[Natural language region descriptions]
========================
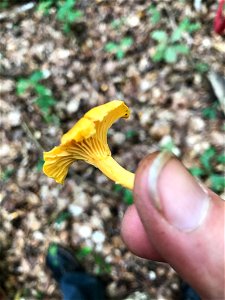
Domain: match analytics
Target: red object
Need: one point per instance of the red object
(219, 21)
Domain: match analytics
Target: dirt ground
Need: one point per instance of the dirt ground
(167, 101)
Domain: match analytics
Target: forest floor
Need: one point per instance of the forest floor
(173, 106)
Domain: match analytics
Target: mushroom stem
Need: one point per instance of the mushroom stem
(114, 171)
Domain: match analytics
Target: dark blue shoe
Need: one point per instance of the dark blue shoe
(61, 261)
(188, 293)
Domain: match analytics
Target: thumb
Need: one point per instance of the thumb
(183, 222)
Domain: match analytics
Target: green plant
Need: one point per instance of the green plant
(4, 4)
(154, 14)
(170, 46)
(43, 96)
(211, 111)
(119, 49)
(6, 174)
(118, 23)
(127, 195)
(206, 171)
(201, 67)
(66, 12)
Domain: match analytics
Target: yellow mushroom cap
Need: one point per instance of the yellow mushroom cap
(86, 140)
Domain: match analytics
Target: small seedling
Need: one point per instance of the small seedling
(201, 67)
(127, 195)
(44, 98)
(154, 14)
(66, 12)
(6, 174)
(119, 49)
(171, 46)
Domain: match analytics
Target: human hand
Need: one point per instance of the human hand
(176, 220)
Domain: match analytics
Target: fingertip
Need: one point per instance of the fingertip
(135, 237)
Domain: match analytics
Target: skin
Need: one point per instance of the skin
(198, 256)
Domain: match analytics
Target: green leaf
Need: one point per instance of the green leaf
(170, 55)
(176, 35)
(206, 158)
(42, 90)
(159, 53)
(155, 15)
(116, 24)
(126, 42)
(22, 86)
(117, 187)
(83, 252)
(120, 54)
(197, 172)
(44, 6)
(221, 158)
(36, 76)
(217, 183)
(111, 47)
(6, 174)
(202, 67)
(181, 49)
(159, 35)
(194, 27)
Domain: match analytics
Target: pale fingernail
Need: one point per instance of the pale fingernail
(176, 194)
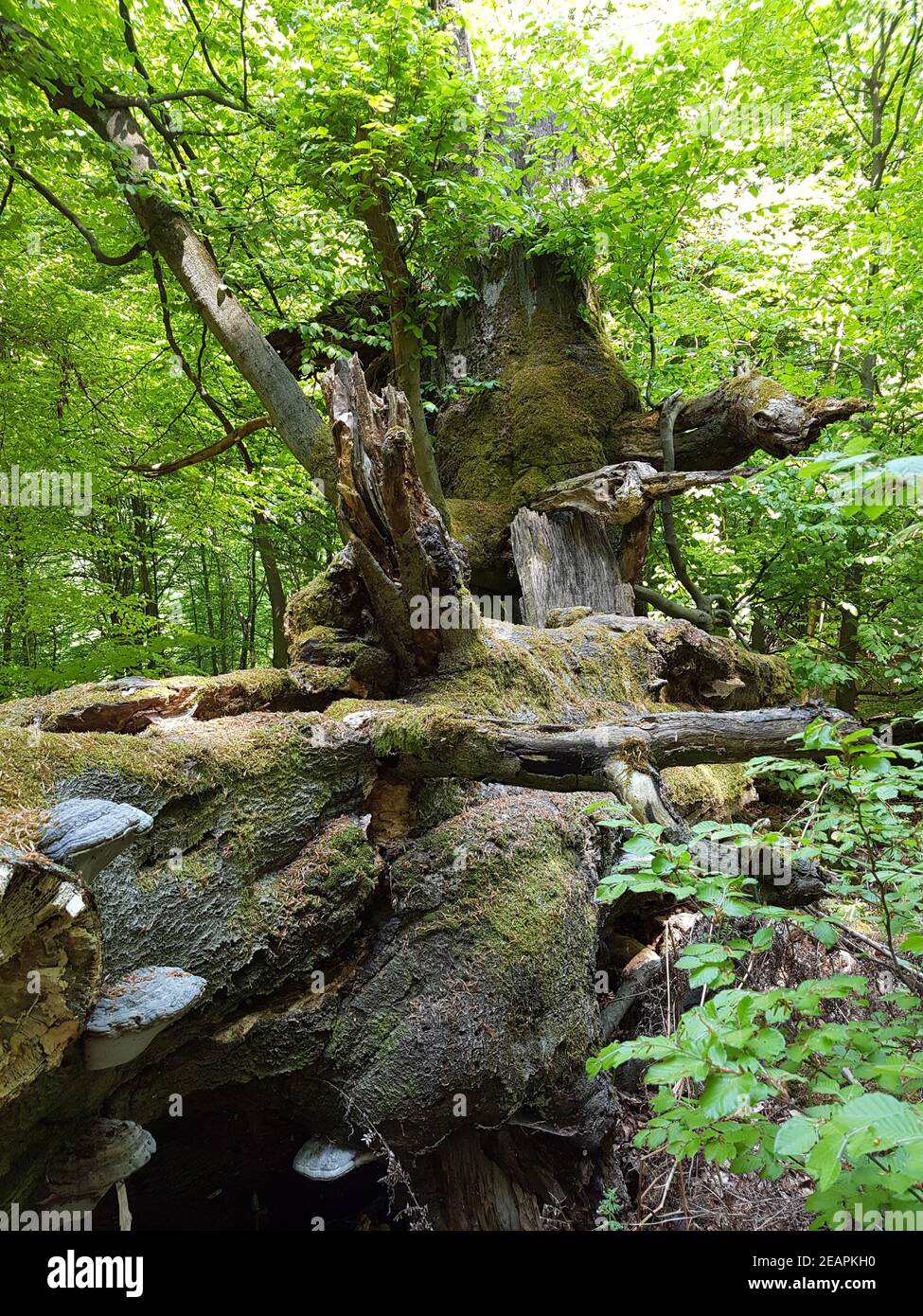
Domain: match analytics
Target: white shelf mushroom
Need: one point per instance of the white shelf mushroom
========================
= TASK REQUIREMENTS =
Look at the records above. Copy every line where the string "white" occurs.

= SOLUTION FOR THIS TASK =
Target: white shelf mushroom
Need: one point per instance of the white shelf mushroom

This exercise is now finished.